* **Page excerpt**
Her change of abode and situation was very little agreeable to the Scottish princess. Besides her natural preposessions in favor of a country in which she had been educated from her earliest infancy, and where she had borne so high a rank, she could not forbear both regretting the society of that people, so celebrated for their humane disposition and their respectful attachment to their sovereign, and reflecting on the disparity of the scene which lay before her. It is said that, after she was embarked at Calais, she kept her eyes fixed on the coast of France, and never turned them from that beloved object till darkness fell and intercepted it from her view. She then ordered a couch to be spread for her in the open air, and charged the pilot that if in the morning the land were still in sight, he should awake her, and afford her one parting view of that country in which all her affections were centered. The weather proved calm, so that the ship made little way in the night-time, and Mary had once more an opportunity of seeing the French coast. She sat up on her couch, and, still looking toward the land, often repeated these words: “Farewell, France, farewell; I shall never see thee more.”

* **Given records**
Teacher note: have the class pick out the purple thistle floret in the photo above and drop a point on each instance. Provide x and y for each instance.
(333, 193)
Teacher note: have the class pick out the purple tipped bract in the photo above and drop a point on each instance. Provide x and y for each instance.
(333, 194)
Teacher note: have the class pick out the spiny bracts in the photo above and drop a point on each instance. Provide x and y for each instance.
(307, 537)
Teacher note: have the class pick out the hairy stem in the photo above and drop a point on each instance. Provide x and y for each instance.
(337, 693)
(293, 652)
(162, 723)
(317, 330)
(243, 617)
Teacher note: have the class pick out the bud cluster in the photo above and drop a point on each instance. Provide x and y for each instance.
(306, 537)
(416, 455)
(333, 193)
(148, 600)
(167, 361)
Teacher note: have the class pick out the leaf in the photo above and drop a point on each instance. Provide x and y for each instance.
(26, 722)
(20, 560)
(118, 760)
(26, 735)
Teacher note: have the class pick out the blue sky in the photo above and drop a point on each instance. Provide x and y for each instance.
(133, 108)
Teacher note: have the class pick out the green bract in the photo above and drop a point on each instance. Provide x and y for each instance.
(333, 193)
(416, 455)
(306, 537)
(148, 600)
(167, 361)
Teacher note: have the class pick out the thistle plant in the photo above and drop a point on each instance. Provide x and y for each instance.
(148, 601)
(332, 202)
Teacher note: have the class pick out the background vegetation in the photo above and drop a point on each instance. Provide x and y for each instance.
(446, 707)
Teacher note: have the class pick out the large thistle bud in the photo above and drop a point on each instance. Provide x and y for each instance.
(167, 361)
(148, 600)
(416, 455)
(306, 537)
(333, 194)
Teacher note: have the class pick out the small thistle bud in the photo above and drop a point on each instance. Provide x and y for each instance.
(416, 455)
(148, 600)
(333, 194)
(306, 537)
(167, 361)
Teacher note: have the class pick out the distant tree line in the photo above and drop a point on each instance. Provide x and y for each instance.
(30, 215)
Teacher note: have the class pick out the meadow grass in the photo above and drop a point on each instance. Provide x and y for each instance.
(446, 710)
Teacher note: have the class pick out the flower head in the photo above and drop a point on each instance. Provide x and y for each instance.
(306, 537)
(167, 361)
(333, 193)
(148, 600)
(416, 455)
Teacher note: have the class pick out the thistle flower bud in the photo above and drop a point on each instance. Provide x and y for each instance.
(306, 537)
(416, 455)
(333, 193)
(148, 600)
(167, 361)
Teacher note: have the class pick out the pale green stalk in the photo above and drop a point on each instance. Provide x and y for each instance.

* **Instructions to follow**
Summarize the text about Mary's departure from France in two sentences. The listing has no connection to the text about the Scottish princess.

* **Completed task**
The Scottish princess was unhappy to leave France, where she had been raised from infancy and held high rank, and she regretted leaving its people. After embarking at Calais she watched the French coast until darkness hid it, slept on deck so the pilot could wake her for a last view, and on seeing the coast again in the morning repeated, "Farewell, France, farewell; I shall never see thee more."